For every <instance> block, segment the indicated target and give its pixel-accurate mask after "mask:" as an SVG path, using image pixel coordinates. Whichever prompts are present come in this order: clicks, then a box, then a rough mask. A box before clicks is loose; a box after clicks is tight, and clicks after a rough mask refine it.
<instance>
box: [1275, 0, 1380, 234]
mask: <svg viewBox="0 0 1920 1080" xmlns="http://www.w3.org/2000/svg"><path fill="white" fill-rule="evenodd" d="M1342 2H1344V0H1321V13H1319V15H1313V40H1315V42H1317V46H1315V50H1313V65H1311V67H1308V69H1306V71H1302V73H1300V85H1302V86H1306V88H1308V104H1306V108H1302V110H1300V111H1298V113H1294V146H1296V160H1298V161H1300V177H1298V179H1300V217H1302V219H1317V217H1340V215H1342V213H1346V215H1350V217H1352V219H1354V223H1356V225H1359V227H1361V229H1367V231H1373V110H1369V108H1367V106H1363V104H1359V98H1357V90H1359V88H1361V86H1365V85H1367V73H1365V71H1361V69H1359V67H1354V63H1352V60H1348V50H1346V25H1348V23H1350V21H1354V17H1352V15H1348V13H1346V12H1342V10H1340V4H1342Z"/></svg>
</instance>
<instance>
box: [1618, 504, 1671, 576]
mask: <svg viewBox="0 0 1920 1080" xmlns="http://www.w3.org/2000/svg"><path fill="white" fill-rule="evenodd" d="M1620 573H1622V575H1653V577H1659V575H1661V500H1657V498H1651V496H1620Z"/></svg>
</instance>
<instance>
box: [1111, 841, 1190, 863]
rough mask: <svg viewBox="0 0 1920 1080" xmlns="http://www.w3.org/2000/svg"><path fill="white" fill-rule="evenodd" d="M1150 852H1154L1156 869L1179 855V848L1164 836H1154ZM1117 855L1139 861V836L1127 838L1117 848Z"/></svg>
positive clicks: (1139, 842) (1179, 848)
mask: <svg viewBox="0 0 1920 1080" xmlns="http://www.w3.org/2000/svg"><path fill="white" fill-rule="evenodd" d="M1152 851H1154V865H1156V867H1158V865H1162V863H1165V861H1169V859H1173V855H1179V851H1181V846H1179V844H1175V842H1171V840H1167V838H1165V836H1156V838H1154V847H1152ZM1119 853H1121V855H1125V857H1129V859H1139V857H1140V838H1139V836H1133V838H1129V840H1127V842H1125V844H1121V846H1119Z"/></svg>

== == ==

Produce an exact transcription of the lines from the one containing "box: [1275, 0, 1380, 234]" through the end of the records, both included, and no other lines.

box: [1275, 0, 1380, 234]
mask: <svg viewBox="0 0 1920 1080" xmlns="http://www.w3.org/2000/svg"><path fill="white" fill-rule="evenodd" d="M1342 2H1344V0H1321V13H1319V15H1313V40H1315V42H1317V46H1315V50H1313V65H1311V67H1308V69H1306V71H1302V73H1300V85H1302V86H1306V88H1308V104H1306V108H1302V110H1300V111H1298V113H1294V146H1296V160H1298V161H1300V177H1298V179H1300V217H1302V219H1317V217H1340V215H1342V213H1346V215H1350V217H1352V219H1354V223H1356V225H1359V227H1361V229H1367V231H1373V110H1369V108H1367V106H1363V104H1359V98H1357V90H1359V88H1361V86H1365V85H1367V73H1365V71H1361V69H1359V67H1354V63H1352V60H1348V50H1346V25H1348V23H1350V21H1354V17H1352V15H1348V13H1346V12H1342V10H1340V4H1342Z"/></svg>
</instance>
<instance>
box: [1618, 504, 1671, 576]
mask: <svg viewBox="0 0 1920 1080" xmlns="http://www.w3.org/2000/svg"><path fill="white" fill-rule="evenodd" d="M1620 573H1622V575H1653V577H1659V575H1661V500H1657V498H1651V496H1620Z"/></svg>
</instance>
<instance>
box: [1111, 841, 1190, 863]
rough mask: <svg viewBox="0 0 1920 1080" xmlns="http://www.w3.org/2000/svg"><path fill="white" fill-rule="evenodd" d="M1150 852H1154L1156 869L1179 855V848L1164 836H1154ZM1117 855L1139 861V836L1127 838L1117 848Z"/></svg>
positive clicks: (1139, 842) (1179, 848)
mask: <svg viewBox="0 0 1920 1080" xmlns="http://www.w3.org/2000/svg"><path fill="white" fill-rule="evenodd" d="M1152 851H1154V865H1156V867H1158V865H1162V863H1165V861H1169V859H1173V855H1179V851H1181V846H1179V844H1175V842H1171V840H1167V838H1165V836H1156V838H1154V847H1152ZM1119 853H1121V855H1125V857H1129V859H1139V857H1140V838H1139V836H1133V838H1129V840H1127V842H1125V844H1121V846H1119Z"/></svg>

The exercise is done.